======== SUPPLIED RECORDS ========
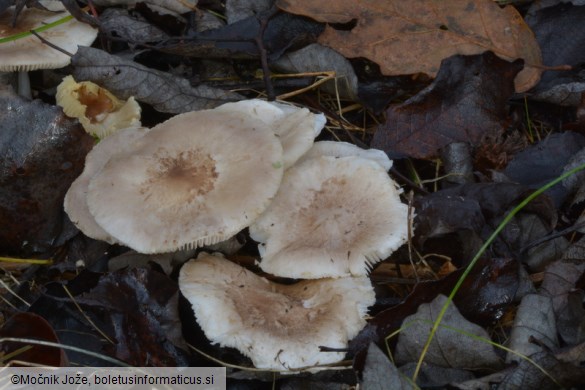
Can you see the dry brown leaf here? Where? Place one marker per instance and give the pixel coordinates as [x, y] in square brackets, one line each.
[406, 37]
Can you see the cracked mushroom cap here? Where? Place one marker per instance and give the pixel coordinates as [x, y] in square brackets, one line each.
[278, 326]
[97, 109]
[75, 203]
[196, 179]
[345, 149]
[296, 127]
[331, 217]
[29, 53]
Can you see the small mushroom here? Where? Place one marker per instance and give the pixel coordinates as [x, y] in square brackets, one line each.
[296, 127]
[30, 53]
[196, 179]
[98, 110]
[75, 203]
[331, 217]
[345, 149]
[278, 326]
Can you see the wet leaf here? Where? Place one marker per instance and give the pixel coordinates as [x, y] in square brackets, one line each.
[466, 102]
[488, 290]
[142, 309]
[117, 22]
[42, 152]
[238, 40]
[534, 319]
[542, 162]
[551, 28]
[165, 92]
[449, 348]
[559, 284]
[135, 308]
[380, 374]
[31, 326]
[566, 370]
[415, 36]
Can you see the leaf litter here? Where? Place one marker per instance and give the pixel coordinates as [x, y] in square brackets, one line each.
[473, 101]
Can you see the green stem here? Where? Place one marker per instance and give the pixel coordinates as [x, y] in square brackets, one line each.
[37, 30]
[480, 253]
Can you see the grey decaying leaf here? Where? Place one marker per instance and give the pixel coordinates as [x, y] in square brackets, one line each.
[535, 319]
[380, 374]
[119, 23]
[451, 347]
[42, 153]
[559, 283]
[175, 6]
[166, 93]
[318, 58]
[241, 9]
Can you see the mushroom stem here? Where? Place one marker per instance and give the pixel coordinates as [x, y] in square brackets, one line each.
[24, 84]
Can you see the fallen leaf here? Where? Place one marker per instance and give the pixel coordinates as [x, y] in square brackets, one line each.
[163, 91]
[551, 28]
[380, 374]
[31, 326]
[545, 160]
[406, 37]
[465, 103]
[137, 309]
[489, 289]
[238, 40]
[42, 152]
[449, 348]
[548, 371]
[560, 279]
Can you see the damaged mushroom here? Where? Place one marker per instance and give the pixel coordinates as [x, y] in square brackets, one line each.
[331, 217]
[97, 109]
[278, 326]
[28, 52]
[196, 179]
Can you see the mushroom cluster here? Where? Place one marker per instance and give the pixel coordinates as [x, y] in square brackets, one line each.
[324, 211]
[197, 179]
[27, 52]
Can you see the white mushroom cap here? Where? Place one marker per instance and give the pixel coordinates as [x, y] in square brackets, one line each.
[194, 180]
[30, 53]
[345, 149]
[98, 110]
[278, 326]
[296, 127]
[76, 198]
[331, 217]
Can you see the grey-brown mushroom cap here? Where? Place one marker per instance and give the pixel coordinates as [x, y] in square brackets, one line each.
[194, 180]
[296, 127]
[345, 149]
[75, 203]
[332, 217]
[278, 326]
[30, 53]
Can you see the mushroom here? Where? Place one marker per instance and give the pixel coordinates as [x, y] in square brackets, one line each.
[331, 217]
[296, 127]
[345, 149]
[30, 53]
[194, 180]
[75, 203]
[99, 111]
[278, 326]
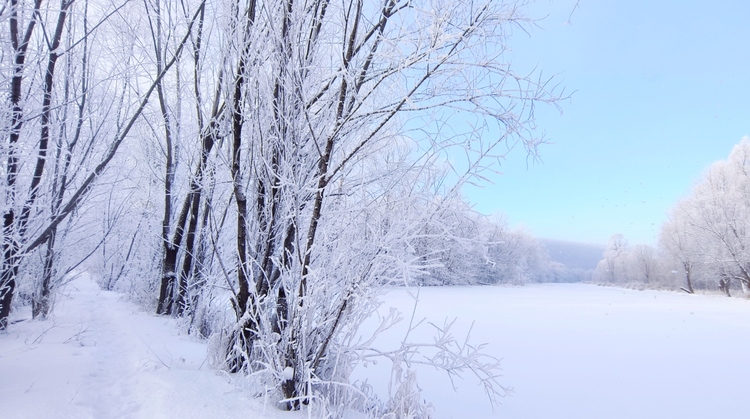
========
ACTIVITY: Your task is to retype exactly, and only, the lines from the one that holds "Can you see the mushroom here?" through the end of the listing, both end lines included, without any pictures.

WRITTEN SOLUTION:
Can you see the mushroom here? Where? Place one marker per instance and give the pixel coordinates as [x, y] in square brackets, one line each.
[331, 217]
[296, 127]
[345, 149]
[30, 53]
[194, 180]
[75, 203]
[99, 111]
[278, 326]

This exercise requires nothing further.